→ **Page excerpt**:
On Apr 24, 2006, at 11:59 AM, Jim Fenton wrote:

John R Levine wrote:
DKIM lets anyone sign any message, with no necessary connection between the signing domain and the domain in any other header such as From: or Sender:. By third-party signatures we mean signatures that don't match the From: or don't match the Sender:, or don't match something else.

The definition in the current SSP draft is that a third-party signature is a signature that doesn't match the From:. There is no reference to Sender: or "something else".

This detail is still open, as SSP is at an early stage of development where details covered in the SSP raise concerns.

The semantics as well as definition of third party signatures are, to put it mildly, somewhat unclear. Some thought or actual experiments with such signatures could be helpful.

I have done a lot of thinking about this; other thought or experiments welcome. Given that SSP is the next document up for discussion in the DKIM WG, I think this has progressed beyond "research", and I don't think it's a good idea to fragment discussion between this mailing list and that one.

The DKIM WG are dealing with the Base draft and there is a desire to postpone SSP related discussions. Similar concepts discussed here should not cause any fragmentation at this time.

(Region annotation records)
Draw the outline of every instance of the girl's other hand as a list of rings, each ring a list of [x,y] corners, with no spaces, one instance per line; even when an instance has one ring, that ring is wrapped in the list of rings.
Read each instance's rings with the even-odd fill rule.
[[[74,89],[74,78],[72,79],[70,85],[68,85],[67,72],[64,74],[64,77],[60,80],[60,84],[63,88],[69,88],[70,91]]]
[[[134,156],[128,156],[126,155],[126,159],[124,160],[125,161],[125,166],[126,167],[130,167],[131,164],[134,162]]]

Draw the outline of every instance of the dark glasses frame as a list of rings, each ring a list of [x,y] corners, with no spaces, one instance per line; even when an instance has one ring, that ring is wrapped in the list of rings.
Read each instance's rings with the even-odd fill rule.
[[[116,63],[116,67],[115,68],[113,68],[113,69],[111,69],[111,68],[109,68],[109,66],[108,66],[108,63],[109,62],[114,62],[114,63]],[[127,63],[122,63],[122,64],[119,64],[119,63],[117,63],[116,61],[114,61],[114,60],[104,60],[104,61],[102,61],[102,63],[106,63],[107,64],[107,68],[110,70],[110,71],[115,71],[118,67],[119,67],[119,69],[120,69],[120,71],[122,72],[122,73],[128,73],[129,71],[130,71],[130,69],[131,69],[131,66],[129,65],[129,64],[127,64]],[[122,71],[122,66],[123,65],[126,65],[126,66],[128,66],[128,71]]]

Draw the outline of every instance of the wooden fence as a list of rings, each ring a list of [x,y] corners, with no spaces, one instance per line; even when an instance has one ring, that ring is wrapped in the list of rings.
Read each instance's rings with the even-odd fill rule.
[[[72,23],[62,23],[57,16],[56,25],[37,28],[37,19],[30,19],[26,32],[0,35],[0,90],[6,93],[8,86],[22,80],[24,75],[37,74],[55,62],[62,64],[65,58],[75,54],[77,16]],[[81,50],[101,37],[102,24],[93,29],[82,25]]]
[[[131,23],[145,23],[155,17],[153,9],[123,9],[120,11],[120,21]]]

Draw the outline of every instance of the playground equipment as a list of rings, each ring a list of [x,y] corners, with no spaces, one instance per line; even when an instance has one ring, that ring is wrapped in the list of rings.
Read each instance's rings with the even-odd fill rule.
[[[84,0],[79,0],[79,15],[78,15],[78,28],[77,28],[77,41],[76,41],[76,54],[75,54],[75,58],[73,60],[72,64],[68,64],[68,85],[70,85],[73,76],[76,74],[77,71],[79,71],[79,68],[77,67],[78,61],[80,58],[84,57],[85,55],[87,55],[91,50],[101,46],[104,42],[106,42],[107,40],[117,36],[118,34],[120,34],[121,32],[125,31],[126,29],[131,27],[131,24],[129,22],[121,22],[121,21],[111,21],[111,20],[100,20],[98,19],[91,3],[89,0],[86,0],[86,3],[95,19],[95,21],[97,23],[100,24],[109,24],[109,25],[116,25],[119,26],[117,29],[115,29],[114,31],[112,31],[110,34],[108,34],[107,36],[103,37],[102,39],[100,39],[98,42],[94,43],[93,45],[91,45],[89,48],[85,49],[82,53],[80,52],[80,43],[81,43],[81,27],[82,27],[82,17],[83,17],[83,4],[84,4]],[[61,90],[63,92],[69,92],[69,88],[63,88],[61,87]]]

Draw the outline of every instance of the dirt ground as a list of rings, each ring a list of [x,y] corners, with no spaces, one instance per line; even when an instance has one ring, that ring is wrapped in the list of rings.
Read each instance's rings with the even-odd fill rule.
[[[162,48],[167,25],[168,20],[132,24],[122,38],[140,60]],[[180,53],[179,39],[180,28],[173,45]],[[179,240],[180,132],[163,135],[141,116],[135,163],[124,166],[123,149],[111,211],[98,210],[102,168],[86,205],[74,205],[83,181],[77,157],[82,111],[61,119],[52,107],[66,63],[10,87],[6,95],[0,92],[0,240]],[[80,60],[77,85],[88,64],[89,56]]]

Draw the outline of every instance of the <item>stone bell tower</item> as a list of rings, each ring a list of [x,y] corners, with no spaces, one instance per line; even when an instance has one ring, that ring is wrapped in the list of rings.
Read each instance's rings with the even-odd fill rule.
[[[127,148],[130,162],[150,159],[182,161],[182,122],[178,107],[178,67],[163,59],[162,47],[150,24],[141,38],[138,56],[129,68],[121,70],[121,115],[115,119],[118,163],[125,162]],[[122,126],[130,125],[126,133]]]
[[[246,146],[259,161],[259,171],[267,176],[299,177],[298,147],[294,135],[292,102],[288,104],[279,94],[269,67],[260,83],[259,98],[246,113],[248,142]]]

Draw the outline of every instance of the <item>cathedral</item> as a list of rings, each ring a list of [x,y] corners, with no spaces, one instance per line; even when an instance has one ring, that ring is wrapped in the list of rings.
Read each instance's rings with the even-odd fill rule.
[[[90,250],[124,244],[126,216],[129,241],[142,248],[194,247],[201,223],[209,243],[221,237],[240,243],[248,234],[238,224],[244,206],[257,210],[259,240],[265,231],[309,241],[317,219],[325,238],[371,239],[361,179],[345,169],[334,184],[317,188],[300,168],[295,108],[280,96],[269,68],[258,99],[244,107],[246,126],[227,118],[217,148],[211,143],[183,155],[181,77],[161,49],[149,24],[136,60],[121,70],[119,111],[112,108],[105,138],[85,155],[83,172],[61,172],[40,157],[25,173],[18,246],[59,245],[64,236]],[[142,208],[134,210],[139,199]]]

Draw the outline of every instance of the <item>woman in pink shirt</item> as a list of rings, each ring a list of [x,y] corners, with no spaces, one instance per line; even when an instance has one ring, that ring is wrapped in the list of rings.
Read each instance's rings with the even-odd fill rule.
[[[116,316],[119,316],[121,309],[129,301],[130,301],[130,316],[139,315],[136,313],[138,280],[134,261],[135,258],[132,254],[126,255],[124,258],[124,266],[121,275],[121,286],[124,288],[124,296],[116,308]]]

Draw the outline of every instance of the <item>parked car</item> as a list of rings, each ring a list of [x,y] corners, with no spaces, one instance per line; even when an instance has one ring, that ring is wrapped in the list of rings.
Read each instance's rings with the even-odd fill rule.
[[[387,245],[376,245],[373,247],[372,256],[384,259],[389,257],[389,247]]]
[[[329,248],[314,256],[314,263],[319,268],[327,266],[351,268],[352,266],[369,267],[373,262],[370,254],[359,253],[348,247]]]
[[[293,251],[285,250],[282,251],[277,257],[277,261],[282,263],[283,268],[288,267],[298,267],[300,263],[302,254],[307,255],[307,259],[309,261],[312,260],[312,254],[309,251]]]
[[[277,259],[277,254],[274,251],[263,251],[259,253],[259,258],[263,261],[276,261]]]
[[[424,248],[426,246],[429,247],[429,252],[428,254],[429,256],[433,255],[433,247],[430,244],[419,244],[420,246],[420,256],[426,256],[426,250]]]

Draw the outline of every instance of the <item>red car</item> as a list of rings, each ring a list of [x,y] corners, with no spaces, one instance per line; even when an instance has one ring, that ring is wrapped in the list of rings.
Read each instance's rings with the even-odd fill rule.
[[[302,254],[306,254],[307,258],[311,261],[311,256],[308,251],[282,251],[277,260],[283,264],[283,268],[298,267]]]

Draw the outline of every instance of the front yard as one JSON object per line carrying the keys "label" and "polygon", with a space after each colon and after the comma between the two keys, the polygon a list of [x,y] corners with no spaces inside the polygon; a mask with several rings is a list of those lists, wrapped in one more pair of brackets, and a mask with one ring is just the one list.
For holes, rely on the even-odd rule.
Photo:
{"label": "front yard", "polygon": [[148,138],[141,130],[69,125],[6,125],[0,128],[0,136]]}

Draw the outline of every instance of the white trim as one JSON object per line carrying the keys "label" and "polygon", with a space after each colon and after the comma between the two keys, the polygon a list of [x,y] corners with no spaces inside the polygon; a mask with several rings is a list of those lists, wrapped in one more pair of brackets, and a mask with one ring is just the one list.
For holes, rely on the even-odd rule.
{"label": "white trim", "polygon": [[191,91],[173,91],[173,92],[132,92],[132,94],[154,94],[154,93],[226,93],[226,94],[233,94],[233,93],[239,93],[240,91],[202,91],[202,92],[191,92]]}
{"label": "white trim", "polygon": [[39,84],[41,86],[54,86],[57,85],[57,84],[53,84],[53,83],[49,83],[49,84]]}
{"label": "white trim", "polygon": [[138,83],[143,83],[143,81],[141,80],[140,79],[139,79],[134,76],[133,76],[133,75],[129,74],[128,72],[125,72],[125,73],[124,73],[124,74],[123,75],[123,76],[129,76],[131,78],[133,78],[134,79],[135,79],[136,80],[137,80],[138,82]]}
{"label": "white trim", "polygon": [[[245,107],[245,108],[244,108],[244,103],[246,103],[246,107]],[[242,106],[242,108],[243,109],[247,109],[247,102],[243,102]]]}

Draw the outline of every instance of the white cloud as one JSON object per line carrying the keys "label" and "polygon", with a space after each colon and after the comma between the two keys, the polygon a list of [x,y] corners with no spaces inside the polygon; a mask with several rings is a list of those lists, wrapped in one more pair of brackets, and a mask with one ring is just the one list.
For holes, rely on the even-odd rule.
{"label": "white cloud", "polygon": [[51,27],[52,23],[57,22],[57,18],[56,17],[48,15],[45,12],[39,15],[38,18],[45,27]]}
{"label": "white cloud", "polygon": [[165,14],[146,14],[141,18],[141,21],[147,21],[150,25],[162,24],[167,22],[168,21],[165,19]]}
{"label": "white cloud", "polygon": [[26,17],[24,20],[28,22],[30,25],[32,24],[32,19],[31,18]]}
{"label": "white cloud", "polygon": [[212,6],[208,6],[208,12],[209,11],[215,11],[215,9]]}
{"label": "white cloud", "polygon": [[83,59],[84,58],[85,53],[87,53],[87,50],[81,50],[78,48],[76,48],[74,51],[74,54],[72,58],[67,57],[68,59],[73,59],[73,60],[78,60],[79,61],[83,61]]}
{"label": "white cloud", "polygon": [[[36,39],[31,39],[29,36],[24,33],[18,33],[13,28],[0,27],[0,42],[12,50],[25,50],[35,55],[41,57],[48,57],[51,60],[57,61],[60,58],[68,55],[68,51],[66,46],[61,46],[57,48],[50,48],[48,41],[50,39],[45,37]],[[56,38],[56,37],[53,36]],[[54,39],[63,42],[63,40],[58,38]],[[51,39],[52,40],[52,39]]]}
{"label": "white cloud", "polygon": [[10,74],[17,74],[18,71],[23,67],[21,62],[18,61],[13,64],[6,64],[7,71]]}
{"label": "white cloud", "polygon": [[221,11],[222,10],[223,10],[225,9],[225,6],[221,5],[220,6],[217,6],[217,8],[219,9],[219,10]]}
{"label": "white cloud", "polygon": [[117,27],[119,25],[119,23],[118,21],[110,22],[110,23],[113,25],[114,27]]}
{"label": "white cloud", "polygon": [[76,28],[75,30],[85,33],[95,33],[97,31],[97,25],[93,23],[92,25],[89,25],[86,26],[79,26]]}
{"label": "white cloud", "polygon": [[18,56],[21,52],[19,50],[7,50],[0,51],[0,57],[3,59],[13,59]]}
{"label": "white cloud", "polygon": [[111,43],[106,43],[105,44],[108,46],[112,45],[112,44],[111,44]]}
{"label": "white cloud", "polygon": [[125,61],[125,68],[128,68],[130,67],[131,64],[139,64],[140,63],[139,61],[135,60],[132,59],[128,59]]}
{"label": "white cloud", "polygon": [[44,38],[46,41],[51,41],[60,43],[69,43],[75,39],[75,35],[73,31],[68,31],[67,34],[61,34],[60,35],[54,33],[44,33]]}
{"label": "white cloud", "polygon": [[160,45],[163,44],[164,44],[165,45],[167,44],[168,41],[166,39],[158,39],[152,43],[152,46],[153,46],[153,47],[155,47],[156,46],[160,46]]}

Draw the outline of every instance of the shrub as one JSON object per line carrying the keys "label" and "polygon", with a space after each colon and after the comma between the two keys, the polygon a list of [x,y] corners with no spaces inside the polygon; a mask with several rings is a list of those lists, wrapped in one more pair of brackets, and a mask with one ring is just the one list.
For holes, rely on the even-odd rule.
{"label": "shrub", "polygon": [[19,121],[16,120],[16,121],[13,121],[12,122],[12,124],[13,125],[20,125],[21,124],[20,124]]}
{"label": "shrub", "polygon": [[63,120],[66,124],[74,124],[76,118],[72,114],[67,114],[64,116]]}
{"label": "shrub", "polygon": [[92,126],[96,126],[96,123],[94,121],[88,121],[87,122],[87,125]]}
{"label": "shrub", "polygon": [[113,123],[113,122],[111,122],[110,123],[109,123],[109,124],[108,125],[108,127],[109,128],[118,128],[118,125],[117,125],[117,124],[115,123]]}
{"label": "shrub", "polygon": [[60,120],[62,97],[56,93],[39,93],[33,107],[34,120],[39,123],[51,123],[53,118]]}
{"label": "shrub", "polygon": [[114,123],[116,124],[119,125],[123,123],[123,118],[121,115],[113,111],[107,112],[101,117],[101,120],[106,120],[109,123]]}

→ **Tasks and exercises**:
A: In the records, from the line with "Draw the outline of every instance of the dark" to the line with "[[[131,23],[145,23],[155,17],[153,9],[123,9],[120,11],[120,21]]]", write the lines out again, swapping "wooden fence" for "picket fence" and changing nothing else.
B: Carry on the email exchange about third-party signatures in DKIM from the point at which it ends.

→ **Results of the tasks**:
A:
Draw the outline of every instance of the dark glasses frame as a list of rings, each ring a list of [x,y] corners, with no spaces, one instance per line; even when an instance has one ring, that ring is wrapped in the list of rings.
Read each instance's rings with the even-odd fill rule.
[[[116,63],[116,67],[115,68],[113,68],[113,69],[111,69],[111,68],[109,68],[109,66],[108,66],[108,63],[109,62],[114,62],[114,63]],[[127,63],[122,63],[122,64],[119,64],[119,63],[117,63],[116,61],[114,61],[114,60],[104,60],[104,61],[102,61],[102,63],[106,63],[107,64],[107,68],[110,70],[110,71],[115,71],[118,67],[119,67],[119,69],[120,69],[120,71],[122,72],[122,73],[128,73],[129,71],[130,71],[130,69],[131,69],[131,66],[129,65],[129,64],[127,64]],[[122,71],[122,66],[123,65],[126,65],[126,66],[128,66],[128,71]]]

Draw the outline of every instance of the picket fence as a list of rings, each ring a list of [x,y] corners, with no spaces, one instance per line; even when an instance has one ring, that ring is wrapped in the list of rings.
Read each instance's rings with the even-odd fill rule.
[[[72,23],[62,23],[57,16],[56,25],[37,28],[37,19],[30,19],[26,32],[0,35],[0,90],[6,93],[8,86],[22,80],[24,75],[37,74],[55,62],[62,64],[65,58],[75,54],[77,16]],[[81,50],[101,37],[102,24],[93,29],[82,25]]]
[[[131,23],[145,23],[155,17],[153,9],[123,9],[120,11],[120,21]]]

B:
Concepts dealing with both DoS and message replay abuse concerns could be found with a strategy to make associations between the originating source (from/sender/resent-from/resent-sender) and the signing-domain. Associations are practical for a substantial portion of the email traffic (including DKIM related traffic) without incurring a high level of DNS transactions while also providing a DoS protection strategy. The current draft SSP draft neglects to offer such associations or protective strategies.

This draft offers a possible approach.
http://www.ietf.org/internet-drafts/draft-otis-smtp-name-path-00.txt


What is not covered in this example is a specific association between an originating source and a DKIM signature. This association is assumed to provide both the third-party EHLO _and_ DKIM signature authorization list. Purists may desire a specific PTR list such as _tps._smtp.<example.com> to define an explicit list of what domain is allowed to sign messages for a specific domain and not just transmit (if that really matters). A special domain label was also not created to indicate no email is allowed. This could be a domain of '-.' that indication no mail association, for example. A list, in addition to making explicit associations, also defines the nature of list, negating a need for the current SSP syntax that does this sans any associations.

Rather than raising issues specific to just DKIM, this strategy relates to a broader class of emails, while also providing DKIM relevant protective strategies.